=== Section Start ===
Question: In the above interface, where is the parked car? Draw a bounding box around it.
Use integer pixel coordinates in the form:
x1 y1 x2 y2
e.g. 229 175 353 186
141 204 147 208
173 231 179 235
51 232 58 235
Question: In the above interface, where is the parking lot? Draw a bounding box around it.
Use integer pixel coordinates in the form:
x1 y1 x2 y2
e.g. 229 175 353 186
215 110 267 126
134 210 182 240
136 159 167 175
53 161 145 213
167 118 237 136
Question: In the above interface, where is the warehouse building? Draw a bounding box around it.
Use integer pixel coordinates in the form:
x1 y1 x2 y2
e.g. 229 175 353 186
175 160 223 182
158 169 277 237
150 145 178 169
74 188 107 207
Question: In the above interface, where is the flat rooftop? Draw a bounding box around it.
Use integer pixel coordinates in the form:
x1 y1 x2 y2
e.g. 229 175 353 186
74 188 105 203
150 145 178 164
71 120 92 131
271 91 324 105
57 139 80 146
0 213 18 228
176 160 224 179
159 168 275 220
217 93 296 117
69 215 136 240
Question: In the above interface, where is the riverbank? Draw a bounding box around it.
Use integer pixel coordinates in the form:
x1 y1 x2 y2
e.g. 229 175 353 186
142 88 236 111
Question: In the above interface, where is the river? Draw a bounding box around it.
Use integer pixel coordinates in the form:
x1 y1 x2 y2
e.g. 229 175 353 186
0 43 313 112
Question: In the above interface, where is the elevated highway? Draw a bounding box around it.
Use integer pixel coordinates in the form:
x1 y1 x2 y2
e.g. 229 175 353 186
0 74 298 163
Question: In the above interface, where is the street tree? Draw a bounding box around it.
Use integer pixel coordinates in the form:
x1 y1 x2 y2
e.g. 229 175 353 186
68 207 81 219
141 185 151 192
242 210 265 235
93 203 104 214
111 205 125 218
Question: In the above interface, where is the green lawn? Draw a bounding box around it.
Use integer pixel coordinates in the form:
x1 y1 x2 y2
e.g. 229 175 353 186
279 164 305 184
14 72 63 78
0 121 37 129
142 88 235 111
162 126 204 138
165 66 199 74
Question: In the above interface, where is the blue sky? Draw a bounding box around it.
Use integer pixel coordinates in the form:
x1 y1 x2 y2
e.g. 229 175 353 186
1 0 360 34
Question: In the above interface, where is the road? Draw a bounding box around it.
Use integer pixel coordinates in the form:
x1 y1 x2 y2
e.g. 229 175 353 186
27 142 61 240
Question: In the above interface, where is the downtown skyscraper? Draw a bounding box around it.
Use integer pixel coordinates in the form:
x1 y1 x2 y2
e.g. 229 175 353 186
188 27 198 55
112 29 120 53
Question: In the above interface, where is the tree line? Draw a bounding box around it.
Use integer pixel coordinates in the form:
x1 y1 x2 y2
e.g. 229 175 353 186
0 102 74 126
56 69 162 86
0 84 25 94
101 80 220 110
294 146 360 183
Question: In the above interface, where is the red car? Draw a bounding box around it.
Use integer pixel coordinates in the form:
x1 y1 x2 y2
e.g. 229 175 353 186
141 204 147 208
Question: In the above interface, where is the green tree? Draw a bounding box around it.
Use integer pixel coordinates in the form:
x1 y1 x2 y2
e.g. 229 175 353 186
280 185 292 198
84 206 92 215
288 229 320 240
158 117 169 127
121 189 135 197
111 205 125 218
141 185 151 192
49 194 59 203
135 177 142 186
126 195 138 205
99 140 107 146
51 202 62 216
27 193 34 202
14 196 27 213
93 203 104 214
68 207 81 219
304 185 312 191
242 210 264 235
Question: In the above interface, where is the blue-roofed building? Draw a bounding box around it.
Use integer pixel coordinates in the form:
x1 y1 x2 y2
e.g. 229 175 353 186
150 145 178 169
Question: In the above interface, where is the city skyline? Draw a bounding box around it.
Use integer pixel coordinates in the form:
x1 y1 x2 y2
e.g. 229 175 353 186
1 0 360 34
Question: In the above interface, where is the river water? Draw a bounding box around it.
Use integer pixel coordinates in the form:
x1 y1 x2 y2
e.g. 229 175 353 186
=== Section End ===
=== Section Start ===
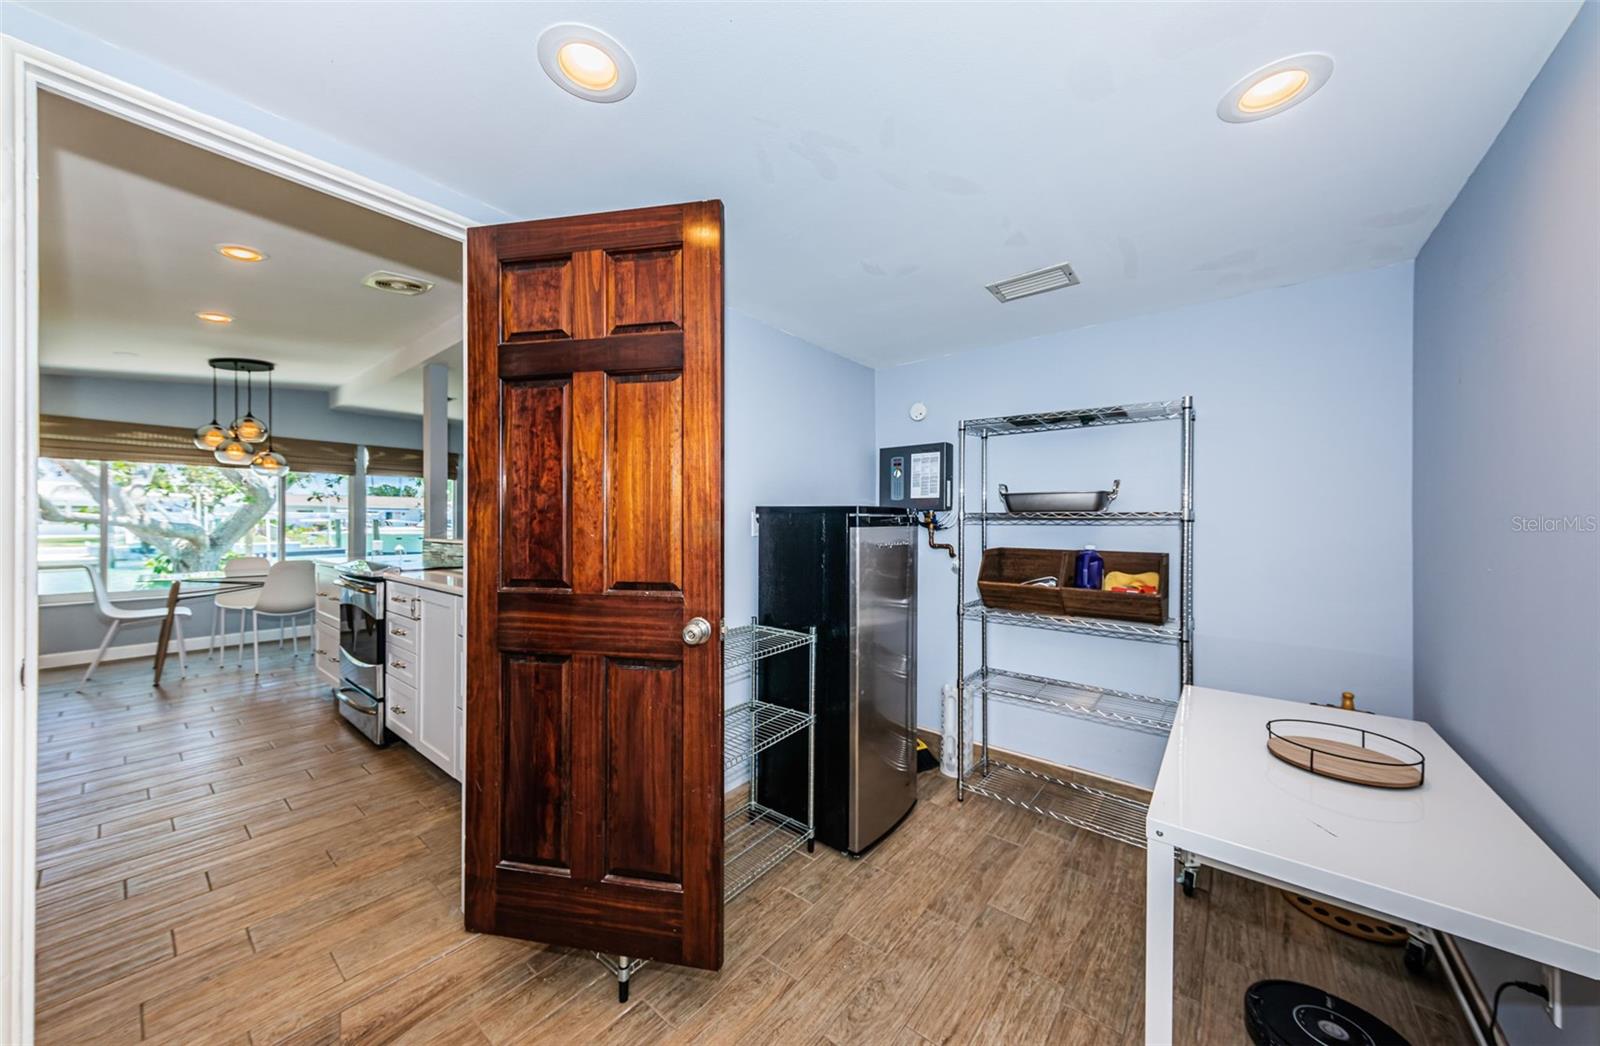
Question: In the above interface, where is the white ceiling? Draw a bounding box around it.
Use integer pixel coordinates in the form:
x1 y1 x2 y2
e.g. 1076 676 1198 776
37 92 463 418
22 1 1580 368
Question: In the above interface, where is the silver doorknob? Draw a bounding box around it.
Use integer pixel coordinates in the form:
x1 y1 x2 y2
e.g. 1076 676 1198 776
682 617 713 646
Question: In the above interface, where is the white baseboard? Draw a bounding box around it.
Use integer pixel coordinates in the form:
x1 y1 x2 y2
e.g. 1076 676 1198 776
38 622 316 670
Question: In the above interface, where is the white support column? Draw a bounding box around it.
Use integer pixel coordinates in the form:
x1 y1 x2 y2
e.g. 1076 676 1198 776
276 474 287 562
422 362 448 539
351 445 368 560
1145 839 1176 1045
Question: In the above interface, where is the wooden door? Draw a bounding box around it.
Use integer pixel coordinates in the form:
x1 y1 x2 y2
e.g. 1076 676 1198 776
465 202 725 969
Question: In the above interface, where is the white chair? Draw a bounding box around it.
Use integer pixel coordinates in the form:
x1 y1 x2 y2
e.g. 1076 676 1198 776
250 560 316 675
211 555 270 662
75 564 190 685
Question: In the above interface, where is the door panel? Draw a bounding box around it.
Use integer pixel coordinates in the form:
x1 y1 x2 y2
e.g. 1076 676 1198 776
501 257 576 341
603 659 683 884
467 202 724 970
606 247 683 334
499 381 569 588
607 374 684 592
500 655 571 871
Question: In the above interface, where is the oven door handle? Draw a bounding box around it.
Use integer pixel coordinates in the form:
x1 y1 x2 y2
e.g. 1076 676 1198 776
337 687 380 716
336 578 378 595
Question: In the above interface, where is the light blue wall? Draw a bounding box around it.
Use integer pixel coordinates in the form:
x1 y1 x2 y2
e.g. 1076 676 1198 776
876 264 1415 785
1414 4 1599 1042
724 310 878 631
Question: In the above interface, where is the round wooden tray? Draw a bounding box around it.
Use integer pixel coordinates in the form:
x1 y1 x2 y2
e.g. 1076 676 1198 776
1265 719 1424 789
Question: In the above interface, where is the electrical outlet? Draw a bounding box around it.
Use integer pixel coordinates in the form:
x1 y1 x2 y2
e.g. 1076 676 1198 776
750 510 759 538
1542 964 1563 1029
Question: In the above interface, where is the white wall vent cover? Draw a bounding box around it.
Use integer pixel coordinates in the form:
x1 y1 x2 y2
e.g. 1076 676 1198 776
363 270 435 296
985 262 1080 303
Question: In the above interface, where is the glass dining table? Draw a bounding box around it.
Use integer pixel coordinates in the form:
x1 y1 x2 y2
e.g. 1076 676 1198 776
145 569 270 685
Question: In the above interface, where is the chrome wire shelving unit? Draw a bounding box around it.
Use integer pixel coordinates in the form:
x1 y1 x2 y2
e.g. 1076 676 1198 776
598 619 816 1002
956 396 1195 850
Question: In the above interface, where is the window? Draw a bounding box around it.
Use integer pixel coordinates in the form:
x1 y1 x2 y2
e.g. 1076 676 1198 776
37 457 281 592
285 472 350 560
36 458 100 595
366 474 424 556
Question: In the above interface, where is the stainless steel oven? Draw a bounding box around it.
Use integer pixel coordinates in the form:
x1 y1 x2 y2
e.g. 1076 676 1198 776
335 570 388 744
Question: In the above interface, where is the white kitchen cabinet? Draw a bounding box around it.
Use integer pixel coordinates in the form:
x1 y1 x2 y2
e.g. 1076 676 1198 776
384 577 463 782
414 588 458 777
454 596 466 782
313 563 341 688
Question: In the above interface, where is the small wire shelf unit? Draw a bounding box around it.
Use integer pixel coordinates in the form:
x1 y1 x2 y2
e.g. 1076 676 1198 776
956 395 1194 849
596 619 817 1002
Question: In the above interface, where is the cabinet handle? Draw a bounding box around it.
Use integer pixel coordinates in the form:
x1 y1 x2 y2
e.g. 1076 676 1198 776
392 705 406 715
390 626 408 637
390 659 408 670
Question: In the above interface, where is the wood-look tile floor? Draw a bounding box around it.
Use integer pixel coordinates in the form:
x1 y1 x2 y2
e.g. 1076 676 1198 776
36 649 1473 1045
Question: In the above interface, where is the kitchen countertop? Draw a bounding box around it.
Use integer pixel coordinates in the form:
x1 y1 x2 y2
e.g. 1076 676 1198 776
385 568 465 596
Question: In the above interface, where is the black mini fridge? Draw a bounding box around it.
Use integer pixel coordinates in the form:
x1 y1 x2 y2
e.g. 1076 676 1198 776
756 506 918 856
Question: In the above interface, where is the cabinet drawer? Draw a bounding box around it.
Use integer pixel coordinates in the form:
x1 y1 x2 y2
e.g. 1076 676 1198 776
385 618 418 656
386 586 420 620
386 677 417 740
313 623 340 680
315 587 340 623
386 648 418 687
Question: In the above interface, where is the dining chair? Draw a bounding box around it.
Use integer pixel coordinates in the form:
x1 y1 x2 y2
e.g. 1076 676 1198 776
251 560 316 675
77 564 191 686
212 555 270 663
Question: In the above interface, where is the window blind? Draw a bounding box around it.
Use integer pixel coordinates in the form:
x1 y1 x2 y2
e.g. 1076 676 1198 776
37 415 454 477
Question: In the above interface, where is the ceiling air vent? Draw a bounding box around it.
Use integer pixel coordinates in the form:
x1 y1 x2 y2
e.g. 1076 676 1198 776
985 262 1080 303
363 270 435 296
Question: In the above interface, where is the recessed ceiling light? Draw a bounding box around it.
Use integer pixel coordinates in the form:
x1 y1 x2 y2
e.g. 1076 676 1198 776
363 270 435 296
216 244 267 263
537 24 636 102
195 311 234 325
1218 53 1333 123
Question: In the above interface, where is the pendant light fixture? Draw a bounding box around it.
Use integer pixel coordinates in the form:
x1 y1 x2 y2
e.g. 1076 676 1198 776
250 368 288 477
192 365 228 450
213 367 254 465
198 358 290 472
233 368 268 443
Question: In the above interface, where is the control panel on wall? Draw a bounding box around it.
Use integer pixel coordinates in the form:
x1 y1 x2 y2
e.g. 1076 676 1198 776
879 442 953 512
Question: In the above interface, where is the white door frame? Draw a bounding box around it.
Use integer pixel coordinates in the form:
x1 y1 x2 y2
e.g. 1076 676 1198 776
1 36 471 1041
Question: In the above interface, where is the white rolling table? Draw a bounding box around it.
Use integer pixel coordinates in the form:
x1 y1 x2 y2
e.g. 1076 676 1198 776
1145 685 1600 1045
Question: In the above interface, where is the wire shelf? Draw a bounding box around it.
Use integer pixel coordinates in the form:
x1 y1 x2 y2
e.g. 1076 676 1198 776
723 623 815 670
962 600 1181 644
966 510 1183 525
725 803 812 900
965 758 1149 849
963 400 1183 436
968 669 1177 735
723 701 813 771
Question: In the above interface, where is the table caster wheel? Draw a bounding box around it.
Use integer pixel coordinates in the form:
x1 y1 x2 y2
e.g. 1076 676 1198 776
=== Section End ===
=== Section Start ===
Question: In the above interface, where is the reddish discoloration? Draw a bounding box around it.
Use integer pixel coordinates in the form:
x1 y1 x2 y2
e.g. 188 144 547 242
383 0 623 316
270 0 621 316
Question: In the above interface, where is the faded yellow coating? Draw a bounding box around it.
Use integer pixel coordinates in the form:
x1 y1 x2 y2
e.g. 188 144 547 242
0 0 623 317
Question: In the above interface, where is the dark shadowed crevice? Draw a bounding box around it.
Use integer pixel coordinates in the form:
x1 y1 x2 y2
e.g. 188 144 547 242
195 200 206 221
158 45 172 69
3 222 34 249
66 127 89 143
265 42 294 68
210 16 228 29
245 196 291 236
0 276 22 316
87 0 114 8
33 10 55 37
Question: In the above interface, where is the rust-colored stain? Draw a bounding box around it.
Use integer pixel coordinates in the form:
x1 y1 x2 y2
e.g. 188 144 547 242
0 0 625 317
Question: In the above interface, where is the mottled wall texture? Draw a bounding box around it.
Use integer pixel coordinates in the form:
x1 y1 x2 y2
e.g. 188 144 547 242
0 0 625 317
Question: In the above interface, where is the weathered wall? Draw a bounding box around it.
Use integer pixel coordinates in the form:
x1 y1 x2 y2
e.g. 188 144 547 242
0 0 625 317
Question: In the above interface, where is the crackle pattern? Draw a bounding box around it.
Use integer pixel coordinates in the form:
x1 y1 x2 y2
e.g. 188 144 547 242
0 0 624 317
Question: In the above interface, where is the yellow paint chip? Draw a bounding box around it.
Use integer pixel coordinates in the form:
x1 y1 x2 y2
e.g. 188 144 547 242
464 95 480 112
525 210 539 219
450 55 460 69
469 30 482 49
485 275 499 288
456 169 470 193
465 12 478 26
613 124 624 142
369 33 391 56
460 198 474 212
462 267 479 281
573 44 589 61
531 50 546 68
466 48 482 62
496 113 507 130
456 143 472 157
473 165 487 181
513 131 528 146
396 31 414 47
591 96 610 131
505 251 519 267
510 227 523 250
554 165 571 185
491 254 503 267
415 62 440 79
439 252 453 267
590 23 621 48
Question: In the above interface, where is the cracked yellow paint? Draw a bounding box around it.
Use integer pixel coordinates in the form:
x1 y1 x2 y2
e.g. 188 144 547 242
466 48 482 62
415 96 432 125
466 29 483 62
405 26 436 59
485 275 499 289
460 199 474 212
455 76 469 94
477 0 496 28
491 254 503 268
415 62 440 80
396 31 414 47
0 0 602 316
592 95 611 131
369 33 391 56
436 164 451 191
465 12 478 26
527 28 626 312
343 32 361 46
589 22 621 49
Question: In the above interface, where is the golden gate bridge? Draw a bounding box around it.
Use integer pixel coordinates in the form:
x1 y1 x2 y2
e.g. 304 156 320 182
=== Section End ===
= ASSIGNMENT =
Give the number of lines in this material that include the string "kitchen", with no other text.

= RESULT FOR THIS EXERCISE =
2